- **作業内容**:
1 > ワラント勧誘に関する本文をもとに、次の各問に答えよ。
(a) ○○金属工業の従業員数は何名か。
(b) 原告X3が被告野村證券と証券取引を始める前に取引していた証券会社はどこか。
(c) A7が原告X3を○○金属工業に訪問し、九州松下電器ワラントを勧誘したのはいつごろか。
2 > ワラント勧誘に関する本文に照らし、次の各記述が本文と一致するかを判定せよ。
(a) 「二 説明義務違反」の項では、A7及びA8がワラント取引以前に確認書を徴求していたとされている。
(b) 被告野村證券の反論では、大京ワラント買付直後の訪問でワラントの商品性を説明したのはA8である。
(c) 被告野村證券が原告X3に交付した預り証には、権利行使期限が記載されていた。
3 > ワラント勧誘に関する本文を、最後の文の次から書き継げ。

- **出典本文**:
==*==

しかるに、A7及びA8は、危険性の高いワラント買付を勧誘した。
二 説明義務違反
A7及びA8は、原告X3に対し、ワラントの商品性、大京、ダイセル化学工業の本件各ワラントについて、何ら説明をしなかった。また、公正慣習規則では、事前にワラントについて説明し、その旨の確認書を徴求すべきものとされているが、A7及びA8は、ワラント取引以前に確認書を徴求しておらず、右規則に違反している。
三 断定的判断の提供
A7及びA8は、原告X3に、大京ワラントを勧誘する際、必ず儲かりますと断定的判断を提供した。
四 虚偽あるいは誤解を生じさせる行為
A7及びA8は、原告X3に、ワラントの商品性について、虚偽あるいは誤解を生じさせる説明をした。
(被告野村證券の反論)
一 適合性の原則について
原告X3は、昭和○年生まれ、○○金属工業株式会社(以下「○○金属工業」という。)の代表取締役であり、実質上のオーナーである。○○金属工業は、従業員数六五名、年商約八億二〇〇〇万円、九州松下電器など家電関係を主な取引先とし、平成元年当時は高額所得法人リストに掲載されていた。
原告X3は、被告野村證券と証券取引を始める前、三洋証券と取引を行っており、また日経新聞を古くから購読しており、会社四季報も必要に応じて読んでいた。
このような、原告X3の経歴、投資経験等からすると、ワラント勧誘が適合性の原則に違反することはない。
二 説明義務について
A7は、平成二年二月ころ、原告X3を○○金属工業に訪問し、九州松下電器ワラントを勧誘した。その際、A7は、ワラントの商品性について説明をした。
また、A7は、原告X3に大京ワラントを電話で勧誘した際、ワラントの商品性を再度説明した。さらに、大京ワラント買付直後、A8とA7は原告X3を訪問し、A8がワラントの商品性を説明した。その際、ワラント取引説明書を交付し、原告X3はワラント取引確認書を作成した。
そして、被告野村證券は原告X3に預り証を交付したが、これには権利行使期限の記載があり、さらに「外貨建ワラント時価評価のお知らせ」を郵送したが、その裏面にはワラントの説明がされている。
三 断定的判断の提供、虚偽あるいは誤解を生じさせる行為について
A7あるいはA8が、ワラントを勧誘する際、必ず儲かりますなどというような、断定的判断の提供をしたことはない。また、ワラントの商品性について虚偽あるいは誤解を生じさせる説明をしたこともない。

==*==

- **所与の情報**:
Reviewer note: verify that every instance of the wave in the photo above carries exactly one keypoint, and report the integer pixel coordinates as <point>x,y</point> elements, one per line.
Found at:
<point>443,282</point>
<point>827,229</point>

==*==

- **課題の解答**:
1 >
(a) 六五名
(b) 三洋証券
(c) 平成二年二月ころ

2 >
(a) いいえ。「A7及びA8は、ワラント取引以前に確認書を徴求しておらず」
(b) はい。「A8がワラントの商品性を説明した」
(c) はい。「これには権利行使期限の記載があり」

3 >
(当裁判所の判断)
一 事実経過
1 原告X3の社会的地位、投資経験
原告X3は、熊本県荒尾市に本社がある電器部品のプレスを業とする金属加工会社、○○金属工業の社長である。同社は、九州松下電器などを主な取引先としており、従業員約六五人、年間売上約八億二〇〇〇万円であった。
原告X3は、平成元年二月以降、三洋証券大牟田支店で、取引先の九州松下電器の株式取引を行っていた(甲イ一二〇一、乙イ一二一五の3、原告X3本人)。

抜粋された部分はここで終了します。